**REQUIREMENT**
Only a number is expected: how many lines in these records mention the word "TARGET"?

**TASK INPUTS**
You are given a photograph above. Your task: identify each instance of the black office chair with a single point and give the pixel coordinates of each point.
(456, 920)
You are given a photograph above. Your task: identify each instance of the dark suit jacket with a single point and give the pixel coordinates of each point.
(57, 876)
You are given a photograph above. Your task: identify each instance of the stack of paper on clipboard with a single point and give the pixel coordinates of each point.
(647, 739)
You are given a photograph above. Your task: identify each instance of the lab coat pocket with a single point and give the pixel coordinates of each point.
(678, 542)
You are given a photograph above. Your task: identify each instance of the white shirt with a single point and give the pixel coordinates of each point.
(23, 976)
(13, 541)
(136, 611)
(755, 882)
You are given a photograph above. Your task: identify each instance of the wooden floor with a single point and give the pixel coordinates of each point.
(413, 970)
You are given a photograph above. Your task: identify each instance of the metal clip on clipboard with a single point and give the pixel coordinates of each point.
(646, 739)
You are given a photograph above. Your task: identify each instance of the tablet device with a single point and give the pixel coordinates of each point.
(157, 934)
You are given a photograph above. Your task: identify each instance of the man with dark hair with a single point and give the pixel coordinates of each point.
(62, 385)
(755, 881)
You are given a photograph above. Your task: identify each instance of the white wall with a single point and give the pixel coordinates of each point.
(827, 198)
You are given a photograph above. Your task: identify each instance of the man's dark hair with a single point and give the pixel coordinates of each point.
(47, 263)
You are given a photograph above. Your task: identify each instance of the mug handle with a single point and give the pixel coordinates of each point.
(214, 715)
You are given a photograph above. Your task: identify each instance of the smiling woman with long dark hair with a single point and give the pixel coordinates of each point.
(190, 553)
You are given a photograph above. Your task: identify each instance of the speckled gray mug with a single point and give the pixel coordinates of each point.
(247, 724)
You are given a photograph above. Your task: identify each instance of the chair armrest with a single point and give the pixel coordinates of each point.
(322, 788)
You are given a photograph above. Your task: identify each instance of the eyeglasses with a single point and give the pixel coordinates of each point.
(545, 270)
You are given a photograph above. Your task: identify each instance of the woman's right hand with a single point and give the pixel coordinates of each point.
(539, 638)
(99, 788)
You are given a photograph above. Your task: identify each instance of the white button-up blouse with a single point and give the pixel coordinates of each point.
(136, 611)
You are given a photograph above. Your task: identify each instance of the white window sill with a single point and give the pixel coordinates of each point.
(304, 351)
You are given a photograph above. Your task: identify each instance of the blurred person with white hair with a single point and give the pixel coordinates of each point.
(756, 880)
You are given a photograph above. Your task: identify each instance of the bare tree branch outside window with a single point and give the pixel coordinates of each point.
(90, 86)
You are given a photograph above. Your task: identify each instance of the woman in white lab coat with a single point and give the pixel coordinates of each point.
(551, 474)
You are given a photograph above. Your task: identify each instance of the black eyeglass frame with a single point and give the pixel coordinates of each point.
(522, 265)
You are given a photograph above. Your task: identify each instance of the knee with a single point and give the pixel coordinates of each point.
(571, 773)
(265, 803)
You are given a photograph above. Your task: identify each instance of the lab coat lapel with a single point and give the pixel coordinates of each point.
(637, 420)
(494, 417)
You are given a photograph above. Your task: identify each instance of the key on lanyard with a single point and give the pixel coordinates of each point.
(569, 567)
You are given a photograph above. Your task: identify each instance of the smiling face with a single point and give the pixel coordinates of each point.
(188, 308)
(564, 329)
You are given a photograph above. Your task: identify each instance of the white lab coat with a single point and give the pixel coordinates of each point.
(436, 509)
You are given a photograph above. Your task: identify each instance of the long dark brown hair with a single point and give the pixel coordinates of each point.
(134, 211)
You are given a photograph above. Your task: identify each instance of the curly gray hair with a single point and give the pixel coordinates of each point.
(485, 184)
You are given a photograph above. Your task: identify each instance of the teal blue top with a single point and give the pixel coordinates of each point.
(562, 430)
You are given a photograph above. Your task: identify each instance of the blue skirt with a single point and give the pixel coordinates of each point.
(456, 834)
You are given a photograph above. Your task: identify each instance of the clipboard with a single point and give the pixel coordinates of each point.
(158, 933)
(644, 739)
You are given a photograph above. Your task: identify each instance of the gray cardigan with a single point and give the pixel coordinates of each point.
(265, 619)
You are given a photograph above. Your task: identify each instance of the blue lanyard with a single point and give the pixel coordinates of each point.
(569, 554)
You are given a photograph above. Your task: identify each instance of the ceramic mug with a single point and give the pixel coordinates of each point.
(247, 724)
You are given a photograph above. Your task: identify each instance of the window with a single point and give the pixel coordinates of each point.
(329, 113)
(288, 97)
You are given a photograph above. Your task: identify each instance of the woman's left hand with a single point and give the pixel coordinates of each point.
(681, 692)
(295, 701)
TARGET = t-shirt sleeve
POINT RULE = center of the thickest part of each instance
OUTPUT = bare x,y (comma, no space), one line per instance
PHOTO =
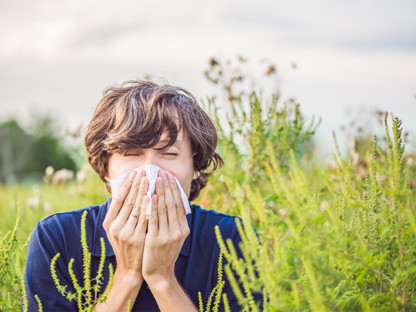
44,244
232,299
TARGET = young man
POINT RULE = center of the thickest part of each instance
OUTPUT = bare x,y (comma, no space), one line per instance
162,255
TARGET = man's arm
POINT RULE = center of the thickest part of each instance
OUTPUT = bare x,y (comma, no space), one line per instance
167,231
125,224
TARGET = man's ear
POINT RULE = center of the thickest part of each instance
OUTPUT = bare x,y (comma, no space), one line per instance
196,175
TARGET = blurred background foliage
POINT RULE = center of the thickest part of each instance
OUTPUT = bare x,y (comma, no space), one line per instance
27,151
336,235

**SOLUTION FOR THIS PROBLEM**
5